Text passage »

-------

I Wayne - Lava Ground [VP Records]
Hopefully you can recall just around five or six years ago or so when the one Clifroy Taylor [bka I Wayne] was the talk of the Roots Reggae world. Having absolutely smashed the scene with the HUGE single ‘Can’t Satisfy Her’, he was seemingly on the fast track to Reggae superstardom and was looked upon pretty much how people nowadays look at individuals such as Tarrus Riley. I Wayne, however, was quite different . Still, he would climb a very familiar ladder in the industry (one, in fact, that Riley himself would climb just a couple of years later) and sign a deal relatively quickly with the biggest dog in the yard, VP Records, a deal which has apparently proven quite fruitful having delivered now two albums. It is the first of those albums which is most interesting today, because it was absolutely GORGEOUS! It was simply one of the strongest, most ORIGINAL and just different albums around and it still is almost half a decade later. Not too surprisingly, those are all things that can be said about I Wayne himself and just as it has been so interesting to get to know him musically over the years, getting to know him initially was probably even more fascinating. Lava Ground.
1. Life Seeds
Ever the trendsetter, I Wayne supposed he’d put the obligatory number at the beginning of the album instead of in its usual spot, at the end. ‘Life Seeds’ ended up being a pretty decent hit for the singer on the strength of being this rather coyly POWERFUL tune. It isn’t very catchy (AT ALL), even when compared to other tunes on the album and the vast majority of his work since, but it was very powerful and EXTREMELY complicated if you really listen intently.
Best Lyric: “Blood shedding more and more. I still get a fight though I’m living pure. See war and crime, lot of skull a bore. Mankind get vile, they have no love no more. Tell dem till the soil, yet they still ignore. Rastafari is life and of this I’m sure. Fyah red flames hotta than before, burn dem complete, from crust to core”
2. Lava Ground
This is, in all honesty, the finest tune on this album, and it’s probably still reigning as the finest tune of I Wayne’s entire career to date. ‘Lava Ground’, like the album named after it, was ABSOLUTELY GORGEOUS! It has this awesome and original vibes to the tune sonically speaking and on top of it, in typical I Wayne fashion, he delivers this SCALDING message of exactly how ‘sure’ the steps of the wicked are. I should also mention that the very concept of the wording ‘lava ground’ is very interesting. He doesn’t say they’re on ‘borrowed time’ or that they’re ‘skating on thin ice’ or ’living on the edge’ or even that they’re ‘playing with fire’, no I Wayne says that they’re actually WALKING ON LAVA GROUND, seemingly getting burned more and more with each step they take.
Best Lyric: “Lightening will dun dem and dem gang, wid one hand, leave dem headless, no foot to stand on”

-------

Data segment »
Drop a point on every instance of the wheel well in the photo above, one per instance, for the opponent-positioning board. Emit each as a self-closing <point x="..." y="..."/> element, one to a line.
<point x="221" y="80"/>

-------

Tasks and exercises »
1) According to the review of I Wayne's album Lava Ground, which single had him smashing the Roots Reggae scene about five or six years earlier?
2) Copy out the review, beginning at the words "2. Lava Ground" and stopping after "step they take.".
The listing is separate material from the album review.

The answers »
1) ‘Can’t Satisfy Her’

2)
2. Lava Ground
This is, in all honesty, the finest tune on this album, and it’s probably still reigning as the finest tune of I Wayne’s entire career to date. ‘Lava Ground’, like the album named after it, was ABSOLUTELY GORGEOUS! It has this awesome and original vibes to the tune sonically speaking and on top of it, in typical I Wayne fashion, he delivers this SCALDING message of exactly how ‘sure’ the steps of the wicked are. I should also mention that the very concept of the wording ‘lava ground’ is very interesting. He doesn’t say they’re on ‘borrowed time’ or that they’re ‘skating on thin ice’ or ’living on the edge’ or even that they’re ‘playing with fire’, no I Wayne says that they’re actually WALKING ON LAVA GROUND, seemingly getting burned more and more with each step they take.